§ **GIVEN PROBLEM**:
Reproduce verbatim the lines of the data below, starting at the line that contains "Help me find the pink" and ending at the line that contains "[269,43,585,118]". Include both of those lines.

(Photo labels with boxes)
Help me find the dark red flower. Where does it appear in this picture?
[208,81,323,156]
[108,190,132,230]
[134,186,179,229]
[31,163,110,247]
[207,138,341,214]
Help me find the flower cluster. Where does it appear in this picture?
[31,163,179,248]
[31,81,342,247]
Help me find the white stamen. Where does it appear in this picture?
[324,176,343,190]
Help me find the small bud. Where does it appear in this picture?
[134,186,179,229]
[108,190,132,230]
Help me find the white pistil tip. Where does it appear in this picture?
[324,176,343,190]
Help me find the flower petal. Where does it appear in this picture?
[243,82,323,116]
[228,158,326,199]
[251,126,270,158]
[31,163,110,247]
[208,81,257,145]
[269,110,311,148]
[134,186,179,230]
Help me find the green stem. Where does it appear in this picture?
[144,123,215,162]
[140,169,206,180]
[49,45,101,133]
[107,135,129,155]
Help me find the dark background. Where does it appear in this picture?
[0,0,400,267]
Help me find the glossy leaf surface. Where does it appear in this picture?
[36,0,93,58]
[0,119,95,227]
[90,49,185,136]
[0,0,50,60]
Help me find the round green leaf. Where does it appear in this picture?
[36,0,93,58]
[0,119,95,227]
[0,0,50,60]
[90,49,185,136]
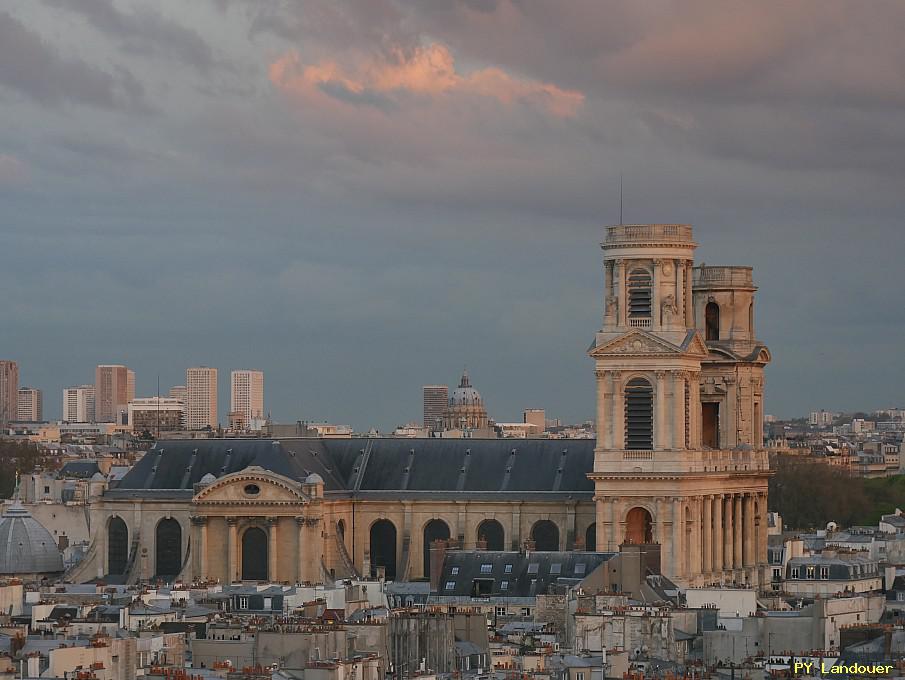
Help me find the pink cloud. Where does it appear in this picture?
[269,43,585,118]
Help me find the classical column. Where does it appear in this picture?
[688,371,701,450]
[671,498,685,576]
[701,496,713,574]
[606,498,619,551]
[594,371,609,448]
[685,261,694,328]
[226,517,239,583]
[651,260,662,330]
[685,496,704,577]
[191,515,207,579]
[295,517,307,583]
[744,493,756,567]
[94,515,107,580]
[671,371,686,449]
[616,259,628,326]
[612,371,625,449]
[654,371,671,451]
[267,517,280,583]
[713,494,723,573]
[603,260,617,326]
[723,494,735,570]
[673,260,687,325]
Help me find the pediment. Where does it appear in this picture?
[588,329,682,358]
[192,466,310,505]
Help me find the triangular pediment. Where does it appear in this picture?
[685,331,710,358]
[588,328,682,358]
[192,466,310,505]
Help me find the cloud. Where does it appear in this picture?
[0,153,28,186]
[269,43,584,118]
[0,12,144,109]
[44,0,216,71]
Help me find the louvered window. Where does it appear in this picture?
[628,269,651,318]
[625,378,654,450]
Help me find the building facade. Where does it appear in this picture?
[589,224,770,585]
[16,387,44,423]
[0,359,19,425]
[229,370,264,427]
[63,385,96,423]
[129,397,185,437]
[421,385,449,431]
[185,366,218,430]
[71,225,770,585]
[94,364,135,423]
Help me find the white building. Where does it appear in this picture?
[16,387,44,423]
[129,397,185,434]
[63,385,95,423]
[229,370,264,427]
[185,366,218,430]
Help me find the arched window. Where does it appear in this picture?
[370,519,396,581]
[704,302,720,340]
[107,517,129,574]
[154,518,182,578]
[584,523,597,552]
[531,519,559,552]
[242,527,268,581]
[478,519,505,550]
[422,519,449,576]
[625,378,654,450]
[625,508,654,545]
[628,268,651,319]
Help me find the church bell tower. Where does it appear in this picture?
[588,224,770,585]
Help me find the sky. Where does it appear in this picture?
[0,0,905,430]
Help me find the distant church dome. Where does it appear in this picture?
[444,371,488,430]
[0,500,63,576]
[449,371,481,406]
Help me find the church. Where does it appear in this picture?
[67,224,770,585]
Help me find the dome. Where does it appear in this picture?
[449,371,481,406]
[0,500,63,574]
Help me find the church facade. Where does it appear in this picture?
[67,225,770,584]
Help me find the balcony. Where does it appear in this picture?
[594,449,770,475]
[605,224,692,245]
[694,265,754,288]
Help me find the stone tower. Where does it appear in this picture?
[589,224,770,585]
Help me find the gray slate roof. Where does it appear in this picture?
[107,438,594,498]
[0,500,63,574]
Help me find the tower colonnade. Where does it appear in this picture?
[588,224,770,585]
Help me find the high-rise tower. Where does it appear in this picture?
[589,224,770,585]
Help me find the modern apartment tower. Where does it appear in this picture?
[63,385,95,423]
[185,366,218,430]
[0,359,19,425]
[16,387,44,423]
[229,370,264,426]
[422,385,449,430]
[94,364,135,423]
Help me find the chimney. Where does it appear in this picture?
[430,539,447,592]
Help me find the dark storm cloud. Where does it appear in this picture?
[0,0,905,427]
[0,11,143,109]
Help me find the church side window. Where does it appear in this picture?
[625,378,654,450]
[628,269,652,319]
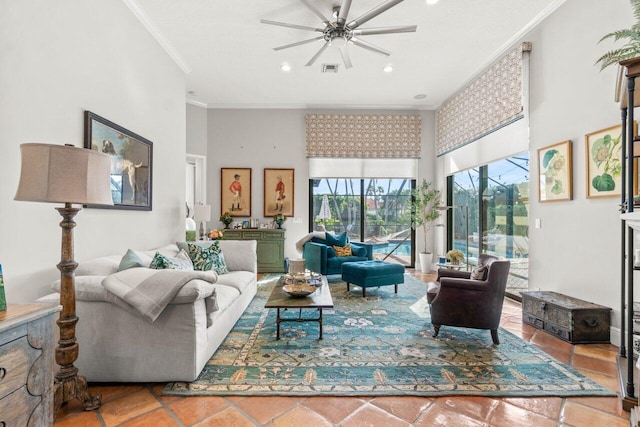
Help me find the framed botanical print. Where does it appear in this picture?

§ **WRITTEN SOLUTION**:
Help me find the pink cloud. Where does it appear in this picture?
[269,43,585,118]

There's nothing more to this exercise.